Segment Start: Records provided

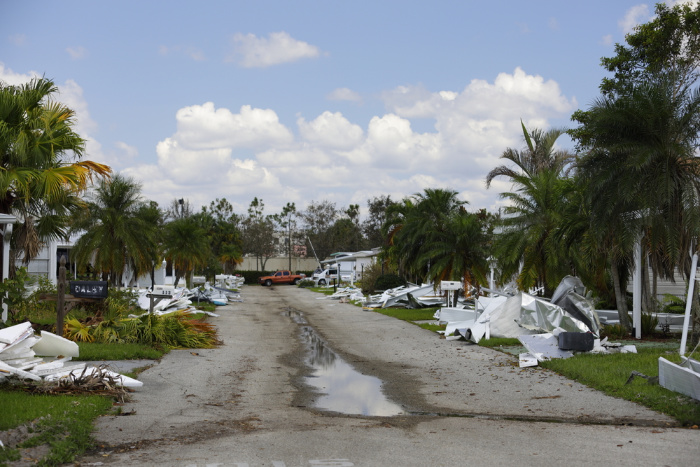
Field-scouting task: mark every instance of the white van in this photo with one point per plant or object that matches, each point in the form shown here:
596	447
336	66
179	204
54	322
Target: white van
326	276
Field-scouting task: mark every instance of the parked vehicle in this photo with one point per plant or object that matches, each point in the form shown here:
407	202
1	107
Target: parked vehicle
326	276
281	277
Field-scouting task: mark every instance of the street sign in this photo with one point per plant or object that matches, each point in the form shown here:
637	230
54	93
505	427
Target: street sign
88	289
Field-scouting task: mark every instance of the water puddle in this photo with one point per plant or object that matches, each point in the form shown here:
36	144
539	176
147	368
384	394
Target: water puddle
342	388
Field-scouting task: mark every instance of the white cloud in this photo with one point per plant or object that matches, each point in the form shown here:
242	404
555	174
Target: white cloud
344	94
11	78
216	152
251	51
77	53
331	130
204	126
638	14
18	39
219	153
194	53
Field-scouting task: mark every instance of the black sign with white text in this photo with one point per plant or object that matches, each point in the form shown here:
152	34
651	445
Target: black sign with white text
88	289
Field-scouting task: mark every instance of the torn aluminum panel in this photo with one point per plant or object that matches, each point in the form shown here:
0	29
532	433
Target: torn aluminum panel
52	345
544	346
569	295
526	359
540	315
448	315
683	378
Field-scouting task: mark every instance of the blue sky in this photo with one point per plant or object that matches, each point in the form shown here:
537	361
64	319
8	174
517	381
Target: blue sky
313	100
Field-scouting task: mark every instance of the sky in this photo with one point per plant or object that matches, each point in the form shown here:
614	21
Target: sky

Segment End: Records provided

▶ [Exercise instructions]: Apart from the pictures, the entries above are to be repeated in full and exactly.

▶ [Expected output]:
Field-scouting task: mark every instance of the white van in this photo with one point per plant or object that matches, each point in the form shown here:
596	447
336	66
179	204
54	322
Target: white van
326	276
Field-scouting task: mark every instance of the parked vehicle in this photo with one point per plant or object that matches, each point in the form shown here:
407	202
1	107
Target: parked vehicle
326	276
281	277
Field-scouting task: mark every instance of the street sign in this photo with one point per plant or object that matches, each point in the form shown here:
637	230
54	93
505	427
Target: street sign
88	289
Field-scouting task: mark every instance of the water puddle in this photo with one point per plant or object that matches, each point in the form shown here:
36	144
539	176
147	368
384	394
Target: water puddle
342	388
Field-scouting task: mark every instance of the white cloud in this photo with one point per plant or object that matches, each point in the form shown here:
242	404
555	174
Target: white cloud
344	94
11	78
216	152
251	51
77	53
331	130
204	126
638	14
18	39
219	153
194	53
Field-scouting task: mark every instance of the black sign with white text in this photo with one point per plant or object that matches, each point in the form shown here:
152	34
651	445
Target: black sign with white text
88	289
Field-scouting task: mark every instance of the torn aluminum panel in this photo with one point per plant or object that matches, each point in the form shown here:
0	29
532	433
Target: torn aluminum panel
52	345
544	346
569	295
526	359
540	315
448	315
683	378
Field-scouting task: mark every instance of the blue sky in this photo with one point per plant or object that matches, each point in the form shown here:
537	361
64	319
8	174
517	381
Target: blue sky
313	100
Field-scouting task: mark every instance of the sky in this photo with one point per plant or object that matches, each point in the form shown here:
614	21
Target: sky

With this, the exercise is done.